▸ Excerpted data

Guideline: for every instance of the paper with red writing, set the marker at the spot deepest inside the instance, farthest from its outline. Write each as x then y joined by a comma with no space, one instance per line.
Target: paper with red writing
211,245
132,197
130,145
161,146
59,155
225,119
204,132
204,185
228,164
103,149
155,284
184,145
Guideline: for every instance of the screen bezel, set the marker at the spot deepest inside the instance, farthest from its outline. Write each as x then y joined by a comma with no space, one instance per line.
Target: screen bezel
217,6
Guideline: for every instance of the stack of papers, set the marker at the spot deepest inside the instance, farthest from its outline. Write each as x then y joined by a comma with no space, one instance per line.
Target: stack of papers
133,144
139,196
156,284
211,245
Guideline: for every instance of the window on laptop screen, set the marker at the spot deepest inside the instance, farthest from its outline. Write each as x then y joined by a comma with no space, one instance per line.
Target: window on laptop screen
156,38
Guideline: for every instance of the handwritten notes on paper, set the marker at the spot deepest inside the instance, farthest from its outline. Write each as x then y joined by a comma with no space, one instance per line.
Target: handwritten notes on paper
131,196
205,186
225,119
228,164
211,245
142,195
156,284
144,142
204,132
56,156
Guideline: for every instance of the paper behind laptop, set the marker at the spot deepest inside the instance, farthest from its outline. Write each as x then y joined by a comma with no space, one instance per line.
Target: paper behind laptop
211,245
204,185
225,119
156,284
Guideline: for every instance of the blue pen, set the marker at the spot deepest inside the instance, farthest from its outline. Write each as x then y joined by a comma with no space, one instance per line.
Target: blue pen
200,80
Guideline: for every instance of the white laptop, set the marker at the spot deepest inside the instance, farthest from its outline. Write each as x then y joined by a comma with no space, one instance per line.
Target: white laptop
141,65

▸ Your objective
Restate the records above verbatim, omitting no line.

▸ Solution to this task
Guideline: for every instance of the paper with red writing, set the marker at the spot deepest inside the instance, farthest from its outline. Write each as x then y joined by a comma with no space, one instance per line.
Target: paper with red writing
211,245
132,197
130,145
161,146
59,155
225,119
204,132
204,185
228,164
103,149
155,284
184,145
Guideline: for every instance of the screen bezel, set the marker at the spot deepest inside the instance, farthest from its outline. Write each as x then y joined by a comma with no space, one instance per line.
Target: screen bezel
217,6
Guideline: for every instance of the stack of papers, set the marker at the spot deepest inside the instance, farthest from its outline. Write each as x then y joined by a comma with no space, one instance per line.
Target: stack of papers
133,144
139,196
156,284
211,245
Guideline: for every instance of the window on laptop screen, set the marker at the spot deepest inside the instance, farthest from its outline. Write each as x then y joined by a comma with no space, one instance per line.
Target: window on laptop screen
156,38
Guideline: for every instance of the handwritten notes on paper, set the marker at the spot deepest inside the instance, farthest from its outline. Write each as x then y joined by a comma with no space, one instance per line.
Target: handwritten notes on paper
131,196
205,186
225,119
228,164
211,245
142,195
156,284
144,142
204,132
56,156
Guideline: for every instance of the paper behind laptop, set the marker at the spot deepest inside the instance, farthest from its outline. Write each as x then y joined by a comma with no space, one instance per line.
Target: paper behind laptop
211,245
204,185
225,119
156,284
Guideline: for every instance of the blue pen, set the marker at the spot deepest inside the instance, farthest from its outline. Write each as x then y joined by a comma with no space, one instance per line.
Target: blue pen
200,80
Guideline: for every instance of the white laptop, set the marker at the spot deepest inside the instance, farthest from its outline. Write each as x then y joined by a comma with no space, one instance per line.
Target: white laptop
141,65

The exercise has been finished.